Andrea Paul: (15:10)
Yeah, I mean, across the board, I think the only industry that we saw any decreases in on specific channels was retail. And it was also different for individual retailers, which makes a lot of sense. I mean, across the board, people are, as you said, cutting down on expenses. So if it isn’t an essential item that they need they might not be buying and thus might not be sending inquiries to customer service teams. Um, but overall across all industries, there was an increase for all channels. Phone happened to be the most followed by email and then reaching out on the web, which makes it seem, people are in front of their computer all day. So that will —

Gabe Larsen: (15:54)
[inaudible] On that last piece that just that other, some of those other channels, because phone and email have been the dominant channels for so long in this part of the world. Do you think with some of the changes, and maybe you saw that in the data with some spikes, but do you think social now, if it saw a little bit of a spike, is it going to remain higher because you know, people are there and they want to use some of these different channels and all of a sudden phones becomes a little less dominant as we move into the future?

Andrea Paul: (16:21)
I mean, I think it really speaks to the urgency factor that Vikas was talking about. Social, in terms of all of the channels, was the lowest in terms of a spike. I think it was single digits. And when people are on the go, when they’re running from place to place and from office to home, they’re on their cell phones, they’re going on Twitter and inquiring with companies. I think that’s not necessarily how people are functioning right now. They have more time and they also need an urgent answer to their inquiries. So they’re choosing other channels to get that done. I think the social thing is more about convenience when people are moving from place to place.

Gabe Larsen: (17:01)
I wonder and Vikas, you might have a thought on this. It’s just with us all kind of moving remote and obviously the urgency we’re seeing in some of the channels, but we’ve wondered if some of these other things like SMS, social, Facebook would start to gain more market share in communication channels and customer support. Is this the moment that we’ll continue to see that? They’ve now taken more market share from phone or email? Do you think they’ll kind of continue to drop back down and phone and email will continue to dominate as we move into the next three, six, twelve months?

Vikas Bhambri: (17:33)
Yeah I think the industry has been on like a slow transition to these other channels. And right now the consumer doesn’t have the appetite to be trained. You actually do have to train the consumer to move to these other channels. It doesn’t happen overnight right? When about five, six years ago, working on projects, moving people from voice to chat as an example, that’s a big change in management, right? How you even present options on your website, right? Hiding the 1-800 number, doing things like that. So, you know, I think that the adoption in those areas has been relatively slow and I don’t think now’s the time, right? When the consumer doesn’t have any patience to say, Oh, by the way, SMS us if you need help, if that wasn’t part of your core engagement before, now’s not the time to try and try those things.

Gabe Larsen: (18:26)
Interesting. Andrea, and I’m sorry, my mind is full of questions that I’m hoping she has the answer for all these, but [inaudible] remote work. I mean, that’s obviously been a challenge for a lot of us. We’ve talked about it in previous sessions, Vikas and I. We’ve lacked some data. I mean, we believe a lot of people are doing it, but, and we believe it’s frustrating. Any light you could kind of shed on just that, what’s going on with the remote workforce type stuff?

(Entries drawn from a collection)
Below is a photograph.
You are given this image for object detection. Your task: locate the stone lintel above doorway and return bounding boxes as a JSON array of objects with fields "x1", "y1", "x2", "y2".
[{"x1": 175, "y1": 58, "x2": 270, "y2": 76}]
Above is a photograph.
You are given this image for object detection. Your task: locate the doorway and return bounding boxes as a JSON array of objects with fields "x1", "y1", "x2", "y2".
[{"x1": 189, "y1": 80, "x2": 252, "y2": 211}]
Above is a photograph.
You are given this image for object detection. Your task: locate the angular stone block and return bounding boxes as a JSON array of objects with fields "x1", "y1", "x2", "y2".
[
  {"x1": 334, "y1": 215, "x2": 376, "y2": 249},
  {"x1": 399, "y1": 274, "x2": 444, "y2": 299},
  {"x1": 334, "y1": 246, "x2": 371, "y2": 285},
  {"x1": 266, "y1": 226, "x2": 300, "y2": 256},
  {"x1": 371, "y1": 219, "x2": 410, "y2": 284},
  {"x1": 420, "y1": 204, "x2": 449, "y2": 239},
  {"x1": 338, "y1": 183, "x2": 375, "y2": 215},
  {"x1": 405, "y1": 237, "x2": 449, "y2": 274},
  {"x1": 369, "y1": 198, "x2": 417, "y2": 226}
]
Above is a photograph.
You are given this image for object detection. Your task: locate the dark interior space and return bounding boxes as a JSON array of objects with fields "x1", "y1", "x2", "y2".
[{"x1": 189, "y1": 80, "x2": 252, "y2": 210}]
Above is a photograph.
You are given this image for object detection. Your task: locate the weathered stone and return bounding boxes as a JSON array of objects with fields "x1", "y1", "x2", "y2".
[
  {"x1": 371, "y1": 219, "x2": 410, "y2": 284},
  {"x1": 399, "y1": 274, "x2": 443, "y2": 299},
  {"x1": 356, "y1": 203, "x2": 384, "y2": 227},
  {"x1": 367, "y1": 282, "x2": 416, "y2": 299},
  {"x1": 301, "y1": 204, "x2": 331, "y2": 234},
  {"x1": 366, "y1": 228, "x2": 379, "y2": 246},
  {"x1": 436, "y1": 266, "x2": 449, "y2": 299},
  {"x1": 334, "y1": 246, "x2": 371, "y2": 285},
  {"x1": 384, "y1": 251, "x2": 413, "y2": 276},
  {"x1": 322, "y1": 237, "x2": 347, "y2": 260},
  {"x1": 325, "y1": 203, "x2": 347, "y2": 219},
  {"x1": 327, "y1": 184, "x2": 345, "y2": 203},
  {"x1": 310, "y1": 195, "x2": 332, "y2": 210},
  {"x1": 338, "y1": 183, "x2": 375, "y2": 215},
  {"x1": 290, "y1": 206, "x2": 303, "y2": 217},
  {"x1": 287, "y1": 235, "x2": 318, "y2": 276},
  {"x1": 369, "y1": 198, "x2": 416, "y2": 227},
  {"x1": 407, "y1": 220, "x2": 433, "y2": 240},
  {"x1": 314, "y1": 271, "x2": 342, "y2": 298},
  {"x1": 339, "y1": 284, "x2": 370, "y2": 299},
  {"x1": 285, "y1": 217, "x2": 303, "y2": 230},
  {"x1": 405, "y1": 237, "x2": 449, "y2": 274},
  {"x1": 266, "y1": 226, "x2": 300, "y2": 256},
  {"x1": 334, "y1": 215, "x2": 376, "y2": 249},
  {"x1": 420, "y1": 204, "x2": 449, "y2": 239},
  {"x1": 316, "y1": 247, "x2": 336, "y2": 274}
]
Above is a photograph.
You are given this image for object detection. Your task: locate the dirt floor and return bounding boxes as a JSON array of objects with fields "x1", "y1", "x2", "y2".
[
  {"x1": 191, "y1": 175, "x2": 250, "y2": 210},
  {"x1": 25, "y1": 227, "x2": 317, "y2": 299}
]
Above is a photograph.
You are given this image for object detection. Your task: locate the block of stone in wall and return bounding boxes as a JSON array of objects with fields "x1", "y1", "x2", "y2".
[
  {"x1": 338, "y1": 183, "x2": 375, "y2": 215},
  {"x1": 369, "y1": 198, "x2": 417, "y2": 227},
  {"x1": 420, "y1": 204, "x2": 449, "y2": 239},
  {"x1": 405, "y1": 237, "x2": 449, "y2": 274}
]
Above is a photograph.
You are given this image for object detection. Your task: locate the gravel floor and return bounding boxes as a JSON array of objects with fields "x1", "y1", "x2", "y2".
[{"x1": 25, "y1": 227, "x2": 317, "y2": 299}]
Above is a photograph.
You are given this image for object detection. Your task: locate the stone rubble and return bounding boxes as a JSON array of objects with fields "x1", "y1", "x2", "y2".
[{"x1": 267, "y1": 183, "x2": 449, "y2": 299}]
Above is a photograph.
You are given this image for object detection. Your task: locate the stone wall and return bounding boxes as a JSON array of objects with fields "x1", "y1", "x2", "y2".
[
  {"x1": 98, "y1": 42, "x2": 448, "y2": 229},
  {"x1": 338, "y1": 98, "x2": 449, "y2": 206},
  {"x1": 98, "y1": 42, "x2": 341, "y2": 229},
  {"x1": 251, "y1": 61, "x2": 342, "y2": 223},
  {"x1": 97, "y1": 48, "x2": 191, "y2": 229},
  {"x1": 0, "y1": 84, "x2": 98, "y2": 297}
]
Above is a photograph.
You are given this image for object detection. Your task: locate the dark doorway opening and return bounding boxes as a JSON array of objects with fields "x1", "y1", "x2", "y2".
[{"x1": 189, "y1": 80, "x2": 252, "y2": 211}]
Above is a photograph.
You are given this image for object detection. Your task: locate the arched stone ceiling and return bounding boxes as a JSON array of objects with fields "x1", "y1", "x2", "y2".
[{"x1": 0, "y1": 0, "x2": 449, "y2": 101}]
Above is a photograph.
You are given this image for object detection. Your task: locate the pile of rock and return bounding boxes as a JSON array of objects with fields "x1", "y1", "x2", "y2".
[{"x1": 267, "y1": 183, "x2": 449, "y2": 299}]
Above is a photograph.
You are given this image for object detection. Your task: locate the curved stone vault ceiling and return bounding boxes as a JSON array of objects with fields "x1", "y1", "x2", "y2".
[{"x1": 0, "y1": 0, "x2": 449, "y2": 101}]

> [Exercise description] Reproduce word for word the passage of the customer service discussion that runs from "[inaudible] On that" down to "into the future?". The records bear no relation to the customer service discussion.

> [Problem solution]
[inaudible] On that last piece that just that other, some of those other channels, because phone and email have been the dominant channels for so long in this part of the world. Do you think with some of the changes, and maybe you saw that in the data with some spikes, but do you think social now, if it saw a little bit of a spike, is it going to remain higher because you know, people are there and they want to use some of these different channels and all of a sudden phones becomes a little less dominant as we move into the future?